▸ EXERCISE AIM
Count the lines in the records below that contain the word "climbing". Give only the number.
## begin INFORMATION GIVEN
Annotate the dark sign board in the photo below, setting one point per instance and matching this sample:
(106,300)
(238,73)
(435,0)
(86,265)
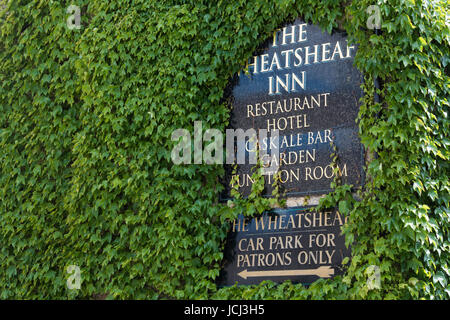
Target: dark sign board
(304,84)
(294,244)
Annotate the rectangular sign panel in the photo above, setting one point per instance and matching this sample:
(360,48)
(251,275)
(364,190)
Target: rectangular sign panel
(302,83)
(294,244)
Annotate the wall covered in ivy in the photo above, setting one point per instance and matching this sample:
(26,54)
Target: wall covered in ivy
(86,117)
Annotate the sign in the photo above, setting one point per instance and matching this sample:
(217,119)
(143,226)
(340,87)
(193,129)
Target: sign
(285,244)
(303,84)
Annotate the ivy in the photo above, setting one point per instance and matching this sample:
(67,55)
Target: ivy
(86,177)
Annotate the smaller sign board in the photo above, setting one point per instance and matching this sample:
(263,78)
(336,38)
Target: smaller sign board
(296,244)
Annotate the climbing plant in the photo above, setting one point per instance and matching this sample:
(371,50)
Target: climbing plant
(86,177)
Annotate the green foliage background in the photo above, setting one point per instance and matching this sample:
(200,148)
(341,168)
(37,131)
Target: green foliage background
(85,123)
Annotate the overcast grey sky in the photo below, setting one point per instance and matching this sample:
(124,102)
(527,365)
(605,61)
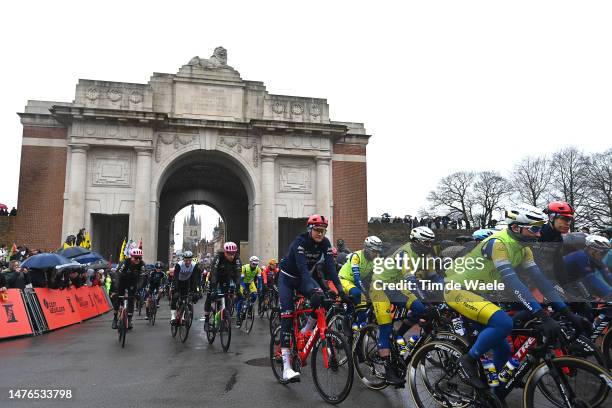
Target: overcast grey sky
(440,85)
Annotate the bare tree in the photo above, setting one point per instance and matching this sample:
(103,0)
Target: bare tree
(531,180)
(569,171)
(454,193)
(489,190)
(598,202)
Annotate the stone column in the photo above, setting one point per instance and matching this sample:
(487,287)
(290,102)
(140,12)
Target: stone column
(77,187)
(142,197)
(267,231)
(323,191)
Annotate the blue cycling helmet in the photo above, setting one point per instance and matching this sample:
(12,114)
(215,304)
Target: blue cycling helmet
(481,234)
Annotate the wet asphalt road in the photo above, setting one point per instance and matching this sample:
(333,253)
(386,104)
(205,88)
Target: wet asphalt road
(156,370)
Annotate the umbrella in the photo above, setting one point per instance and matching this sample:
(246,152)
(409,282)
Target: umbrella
(44,260)
(88,257)
(72,252)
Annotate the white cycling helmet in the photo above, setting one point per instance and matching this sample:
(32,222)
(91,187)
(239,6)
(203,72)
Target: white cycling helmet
(422,234)
(525,215)
(373,243)
(597,243)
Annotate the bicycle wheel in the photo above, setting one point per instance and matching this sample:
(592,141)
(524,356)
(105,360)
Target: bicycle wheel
(124,328)
(606,348)
(589,382)
(249,319)
(433,376)
(185,325)
(225,330)
(332,367)
(174,327)
(368,364)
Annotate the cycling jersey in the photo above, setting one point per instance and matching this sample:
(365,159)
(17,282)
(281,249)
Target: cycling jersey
(304,253)
(581,267)
(496,258)
(249,274)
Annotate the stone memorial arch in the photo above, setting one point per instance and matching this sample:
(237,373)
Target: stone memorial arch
(123,158)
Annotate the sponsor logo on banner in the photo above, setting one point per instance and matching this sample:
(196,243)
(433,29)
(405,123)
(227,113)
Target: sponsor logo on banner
(13,316)
(57,306)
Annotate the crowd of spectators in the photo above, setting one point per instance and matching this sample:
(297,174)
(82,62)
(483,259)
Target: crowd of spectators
(437,222)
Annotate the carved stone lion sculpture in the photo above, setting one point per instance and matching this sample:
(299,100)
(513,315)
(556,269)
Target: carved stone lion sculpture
(217,61)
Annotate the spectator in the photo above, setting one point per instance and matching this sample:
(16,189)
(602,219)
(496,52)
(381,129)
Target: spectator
(15,277)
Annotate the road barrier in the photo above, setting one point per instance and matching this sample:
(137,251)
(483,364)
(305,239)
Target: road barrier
(35,311)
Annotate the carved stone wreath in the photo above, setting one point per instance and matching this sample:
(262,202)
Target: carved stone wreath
(297,109)
(315,111)
(92,94)
(278,107)
(242,143)
(135,97)
(114,94)
(168,139)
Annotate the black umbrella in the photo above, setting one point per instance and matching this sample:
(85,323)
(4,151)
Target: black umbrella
(72,252)
(45,260)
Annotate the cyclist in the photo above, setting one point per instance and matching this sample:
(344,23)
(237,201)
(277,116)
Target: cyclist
(186,274)
(356,275)
(247,284)
(498,258)
(225,271)
(404,268)
(586,267)
(548,252)
(304,253)
(128,275)
(156,277)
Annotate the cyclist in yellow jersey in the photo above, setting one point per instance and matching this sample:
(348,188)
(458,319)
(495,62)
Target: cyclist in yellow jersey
(497,258)
(248,275)
(356,275)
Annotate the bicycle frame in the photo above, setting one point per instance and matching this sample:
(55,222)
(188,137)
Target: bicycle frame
(319,331)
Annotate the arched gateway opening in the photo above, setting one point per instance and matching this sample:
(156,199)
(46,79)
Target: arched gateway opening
(204,177)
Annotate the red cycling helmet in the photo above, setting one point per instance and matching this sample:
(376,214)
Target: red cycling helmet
(560,208)
(230,247)
(317,220)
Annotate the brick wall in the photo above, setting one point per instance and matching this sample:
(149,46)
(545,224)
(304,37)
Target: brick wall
(350,197)
(41,191)
(7,230)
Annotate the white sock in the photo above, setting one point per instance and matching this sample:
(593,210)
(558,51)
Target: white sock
(286,353)
(309,325)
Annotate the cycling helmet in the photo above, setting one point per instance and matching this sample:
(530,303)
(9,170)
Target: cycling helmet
(597,243)
(481,234)
(557,208)
(422,234)
(525,215)
(373,243)
(317,220)
(230,247)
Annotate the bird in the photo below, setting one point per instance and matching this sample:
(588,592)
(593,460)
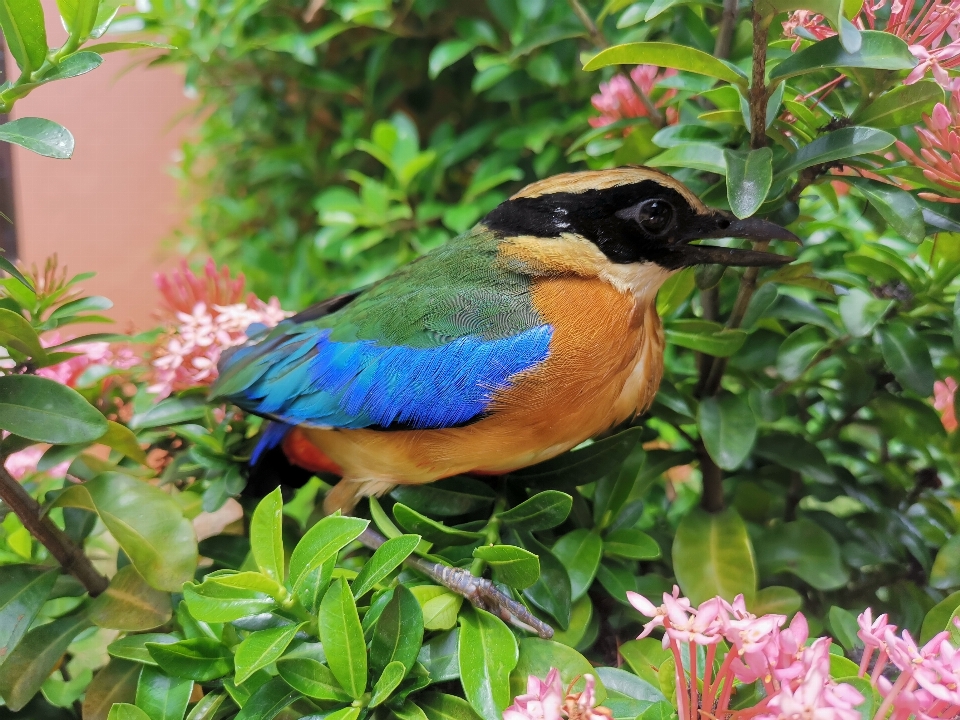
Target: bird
(514,342)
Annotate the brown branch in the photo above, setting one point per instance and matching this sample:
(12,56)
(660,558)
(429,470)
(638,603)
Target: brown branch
(67,553)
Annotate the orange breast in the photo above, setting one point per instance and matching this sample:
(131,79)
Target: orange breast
(605,364)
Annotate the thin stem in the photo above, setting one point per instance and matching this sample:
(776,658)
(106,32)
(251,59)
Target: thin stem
(67,553)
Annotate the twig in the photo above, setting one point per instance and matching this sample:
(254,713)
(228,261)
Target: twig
(600,41)
(67,553)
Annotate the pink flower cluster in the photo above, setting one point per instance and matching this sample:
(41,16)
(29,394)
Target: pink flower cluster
(795,677)
(618,99)
(928,685)
(944,394)
(546,700)
(208,317)
(932,32)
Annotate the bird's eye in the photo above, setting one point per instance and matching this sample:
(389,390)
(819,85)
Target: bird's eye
(656,217)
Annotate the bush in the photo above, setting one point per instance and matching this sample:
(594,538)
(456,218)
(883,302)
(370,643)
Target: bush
(796,454)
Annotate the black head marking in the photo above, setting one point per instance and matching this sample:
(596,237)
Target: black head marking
(637,222)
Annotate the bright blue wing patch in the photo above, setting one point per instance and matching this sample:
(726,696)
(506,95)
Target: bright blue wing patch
(306,378)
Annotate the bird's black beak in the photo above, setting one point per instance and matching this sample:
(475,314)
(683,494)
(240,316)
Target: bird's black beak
(721,224)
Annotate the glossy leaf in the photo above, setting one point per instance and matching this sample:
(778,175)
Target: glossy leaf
(23,591)
(46,411)
(32,661)
(398,634)
(262,648)
(542,511)
(321,543)
(39,135)
(342,638)
(385,560)
(431,530)
(728,429)
(129,603)
(901,105)
(804,549)
(511,565)
(146,522)
(266,535)
(878,50)
(201,659)
(312,678)
(907,356)
(488,653)
(749,176)
(836,145)
(162,697)
(667,55)
(713,555)
(580,552)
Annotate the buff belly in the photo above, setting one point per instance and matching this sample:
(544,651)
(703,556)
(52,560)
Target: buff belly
(605,364)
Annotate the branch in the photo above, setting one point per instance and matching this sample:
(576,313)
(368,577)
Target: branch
(598,39)
(67,553)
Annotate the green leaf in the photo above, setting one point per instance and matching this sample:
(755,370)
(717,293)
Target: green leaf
(147,523)
(23,591)
(537,657)
(804,549)
(667,55)
(322,542)
(938,617)
(511,565)
(385,560)
(312,678)
(580,552)
(907,356)
(261,648)
(431,531)
(18,334)
(342,637)
(836,145)
(632,544)
(446,53)
(44,410)
(201,659)
(399,632)
(861,311)
(162,697)
(713,555)
(799,350)
(898,207)
(900,106)
(705,336)
(39,135)
(392,677)
(440,706)
(945,572)
(266,536)
(130,604)
(269,700)
(699,156)
(749,176)
(488,653)
(133,647)
(32,661)
(543,511)
(878,50)
(24,32)
(126,711)
(728,429)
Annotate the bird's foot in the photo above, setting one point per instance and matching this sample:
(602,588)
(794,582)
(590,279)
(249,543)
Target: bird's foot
(485,595)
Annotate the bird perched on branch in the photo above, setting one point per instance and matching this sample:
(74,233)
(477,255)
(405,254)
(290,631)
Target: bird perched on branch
(509,345)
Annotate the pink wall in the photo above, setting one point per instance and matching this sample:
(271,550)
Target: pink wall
(109,208)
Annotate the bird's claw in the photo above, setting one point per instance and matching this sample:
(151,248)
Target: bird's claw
(485,595)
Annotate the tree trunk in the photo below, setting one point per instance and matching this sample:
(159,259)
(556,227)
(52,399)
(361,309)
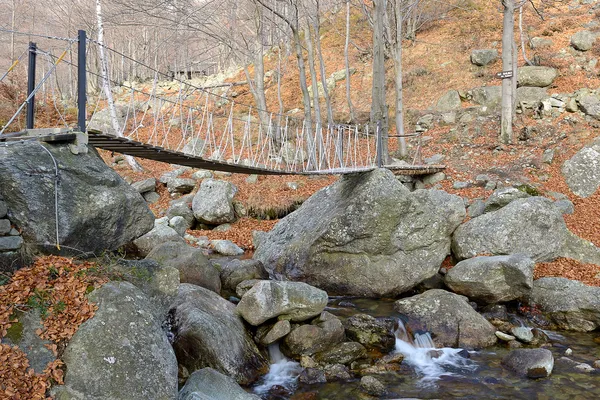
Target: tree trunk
(379,113)
(398,80)
(106,85)
(508,93)
(347,63)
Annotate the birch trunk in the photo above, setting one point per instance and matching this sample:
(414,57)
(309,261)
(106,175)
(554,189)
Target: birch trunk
(106,84)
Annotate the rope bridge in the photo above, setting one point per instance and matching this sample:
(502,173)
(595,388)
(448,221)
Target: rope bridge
(183,123)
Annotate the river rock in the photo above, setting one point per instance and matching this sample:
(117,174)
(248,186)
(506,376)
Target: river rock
(492,279)
(213,203)
(210,333)
(295,301)
(449,318)
(97,209)
(122,352)
(532,363)
(365,235)
(533,226)
(209,384)
(582,171)
(536,76)
(570,304)
(583,40)
(307,340)
(192,264)
(373,333)
(161,233)
(502,197)
(484,56)
(236,271)
(342,353)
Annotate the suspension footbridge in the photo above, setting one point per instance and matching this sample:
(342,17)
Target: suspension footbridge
(178,122)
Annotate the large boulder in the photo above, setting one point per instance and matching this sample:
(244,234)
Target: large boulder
(533,226)
(365,235)
(570,304)
(449,318)
(192,264)
(483,57)
(95,209)
(532,363)
(210,333)
(208,384)
(583,40)
(536,76)
(122,352)
(213,203)
(492,279)
(295,301)
(161,233)
(582,171)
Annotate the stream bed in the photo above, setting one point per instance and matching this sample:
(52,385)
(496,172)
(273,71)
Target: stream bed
(449,375)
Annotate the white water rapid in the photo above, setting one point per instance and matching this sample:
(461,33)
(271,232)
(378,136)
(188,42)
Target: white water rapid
(282,372)
(427,361)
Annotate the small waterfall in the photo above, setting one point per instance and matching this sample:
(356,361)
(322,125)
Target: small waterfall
(282,372)
(428,362)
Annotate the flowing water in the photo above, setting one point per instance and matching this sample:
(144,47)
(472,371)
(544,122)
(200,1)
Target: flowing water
(430,373)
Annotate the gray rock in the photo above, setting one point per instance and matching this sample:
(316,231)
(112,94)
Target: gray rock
(227,248)
(590,105)
(307,340)
(208,384)
(484,56)
(540,43)
(211,334)
(532,363)
(276,332)
(570,304)
(450,101)
(145,185)
(97,209)
(202,174)
(523,334)
(4,227)
(181,185)
(476,208)
(342,353)
(30,343)
(582,171)
(373,333)
(503,197)
(192,264)
(122,352)
(237,271)
(151,197)
(182,207)
(583,40)
(161,233)
(365,235)
(565,206)
(213,203)
(432,179)
(488,96)
(295,301)
(3,209)
(536,76)
(448,317)
(533,226)
(194,146)
(372,386)
(179,224)
(492,279)
(10,243)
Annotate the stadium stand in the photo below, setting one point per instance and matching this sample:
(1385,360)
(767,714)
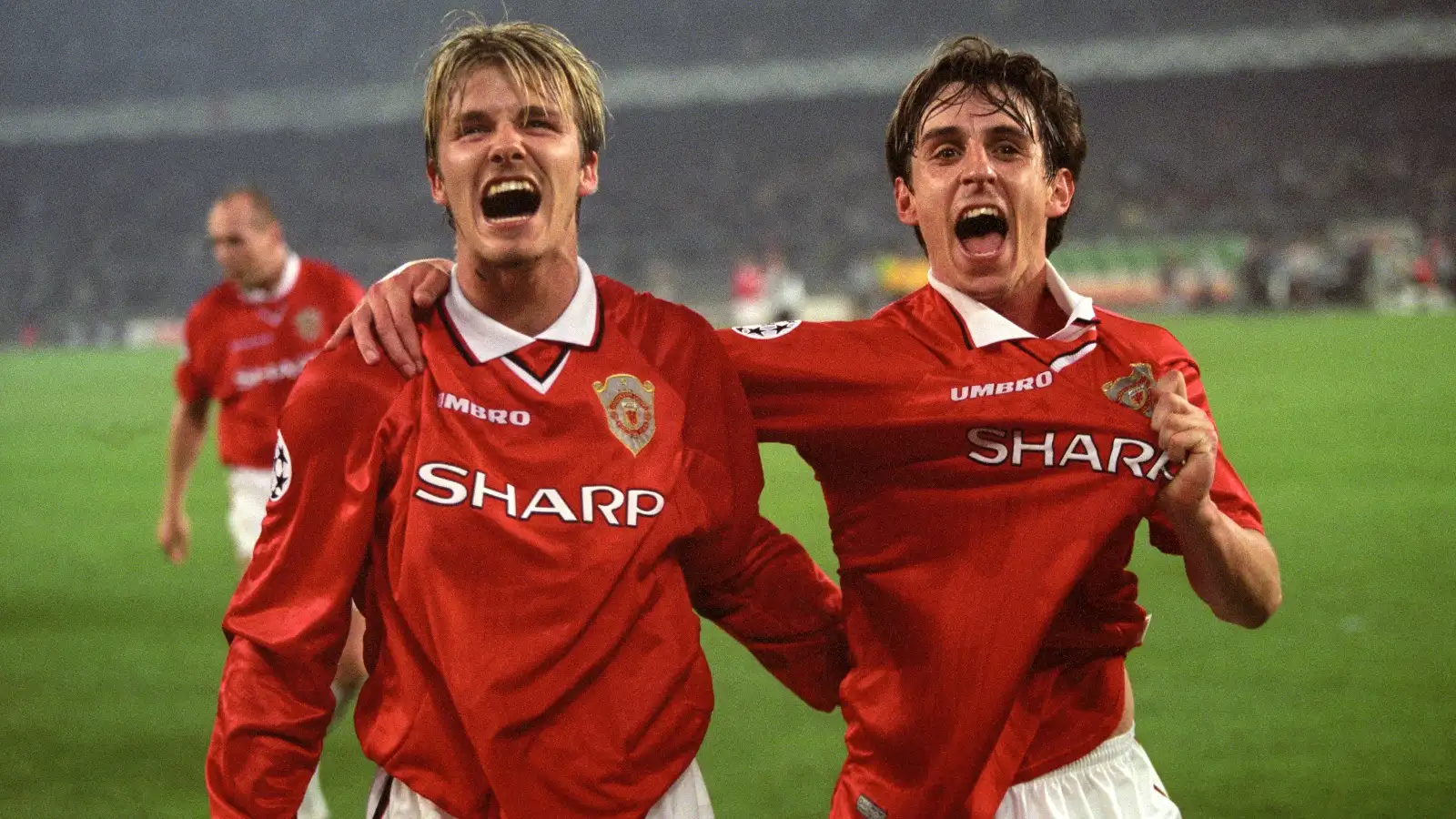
## end INFORMATION GIVEN
▸ RESPONSE BELOW
2